Excerpts from a dataset:
-=-=-=-=-

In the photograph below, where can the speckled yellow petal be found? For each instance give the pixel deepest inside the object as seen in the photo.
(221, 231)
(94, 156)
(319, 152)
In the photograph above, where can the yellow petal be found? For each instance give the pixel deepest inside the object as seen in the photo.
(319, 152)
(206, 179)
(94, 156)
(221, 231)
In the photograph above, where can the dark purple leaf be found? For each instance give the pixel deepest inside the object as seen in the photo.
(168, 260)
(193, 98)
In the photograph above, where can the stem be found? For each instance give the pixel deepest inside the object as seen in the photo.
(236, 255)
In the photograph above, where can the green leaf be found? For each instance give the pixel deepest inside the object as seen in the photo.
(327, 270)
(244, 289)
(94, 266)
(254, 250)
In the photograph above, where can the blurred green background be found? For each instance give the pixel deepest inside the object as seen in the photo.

-=-=-=-=-

### Task description
The full set of records should be duplicated exactly.

### Solution for this task
In the photograph below, where can the speckled yellow petal be found? For each instance give the pixel deepest inside the object as seen in the photo.
(221, 231)
(94, 156)
(319, 152)
In the photograph above, where can the yellow petal be found? For each instance give the pixel deepest inside the object as seen in the photo.
(319, 152)
(206, 179)
(94, 156)
(221, 231)
In the photograph above, where can the dark purple leaf be found? For each instance give the pixel deepest inside the object as seen in the photo.
(168, 260)
(193, 98)
In the photograph above, where can the stem be found? For each instance give the pixel deepest inside the object as seen in the photo.
(236, 255)
In the photograph above, where can the green leaf be found? For each instance give the pixel deepest inside the object as seen in the photo.
(327, 270)
(244, 289)
(94, 266)
(254, 250)
In the photograph above, where can the blurred green background be found? For each instance give the pixel deepest inside the object as seen in the photo.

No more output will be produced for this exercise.